Source passage:

Reproducing the issue

The first step is to reproduce the problem. Invoking the API using curl or Postman shows that the API is operating but does not highlight any errors. But by running a load test against the backend API with Artillery, simulating the level of load in production, I can reproduce both issues.

In a load test with 1500 requests over 5 minutes, 25% of the requests are failing with 502 errors and the overall performance is highly variable. While the median response time is 522 ms, which is worse than expected, the p95 response times are over 5.7 seconds. The Artillery report breaks down these findings further:

To learn more about load testing serverless APIs, see “Load testing a web application’s serverless backend”.

Isolating the cause of errors

While the Artillery load test reports round-trip timings for API calls, it’s important to know the portion of latency caused by the backend application. I use X-Ray to investigate latency between the various AWS services used in the application. This helps to exclude networking delays or issues that are local to the client device. After a load test, I can check X-Ray or ServiceLens to verify the roundtrip performance once the requests are received by the API.

The service map shows service latency and failures in about 25% of the requests. X-Ray allows you to drill into requests by status code to further identify the causes of 502 errors. In this case, the error traces show that Amazon DynamoDB performance is normal but the Lambda function is raising an error after 5 seconds:

Investigating further in the CloudWatch Logs for the failing function, the error messages indicate that the function has timed out. The function is configured with a maximum duration of 5 seconds. While I can increase this timeout value to eliminate the error, the underlying cause of the error is still unknown. When I increase the timeout or the memory allocated to the Lambda function and run the load test again, this results in a higher percentage of 502 errors.

When Lambda functions generate more errors as resources are increased, this can often indicate a downstream issue. For this application, the next downstream service is DynamoDB. Looking at the metrics for resource consumption on the DynamoDB table, this indicates the source of the problem:

The read capacity of the table is set to 5 RCUs in the AWS Serverless Application Model (AWS SAM) template for the application. The load test is driving RCU usage to above 20 and the DynamoDB table is throttling read requests. This is not handled by the custom code in the Lambda function, resulting in a time-out error. By setting the DynamoDB table’s RCU value to 25 and re-running the test, I can compare the results in X-Ray:

All of the requests are now returning without errors but the performance of the Lambda function is still below expectations.

Isolating the performance issue

In testing the function from an AWS Cloud9 instance and a local development machine, the average performance is faster, averaging 250 ms. The comparatively slow performance when running in Lambda is likely caused by the configuration instead of the code.

First, I check if the Lambda function is running out of memory, since this is a major cause of slow-running functions. Using CloudWatch Insights, I can analyze the amount of memory used by the function during the load test. I use the Percentile report of Lambda memory usage query from the previous section.

Work to do:
(1) In the serverless troubleshooting passage, what read capacity is the DynamoDB table set to in the AWS SAM template?
(2) Copy the stretch of the serverless troubleshooting passage from "All of the requests" through "of the code.", word for word.

Data excerpt:
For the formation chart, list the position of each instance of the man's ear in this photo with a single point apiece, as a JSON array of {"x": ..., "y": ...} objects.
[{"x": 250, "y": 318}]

Responses to the exercise:
(1) 5 RCUs

(2)
All of the requests are now returning without errors but the performance of the Lambda function is still below expectations.

Isolating the performance issue

In testing the function from an AWS Cloud9 instance and a local development machine, the average performance is faster, averaging 250 ms. The comparatively slow performance when running in Lambda is likely caused by the configuration instead of the code.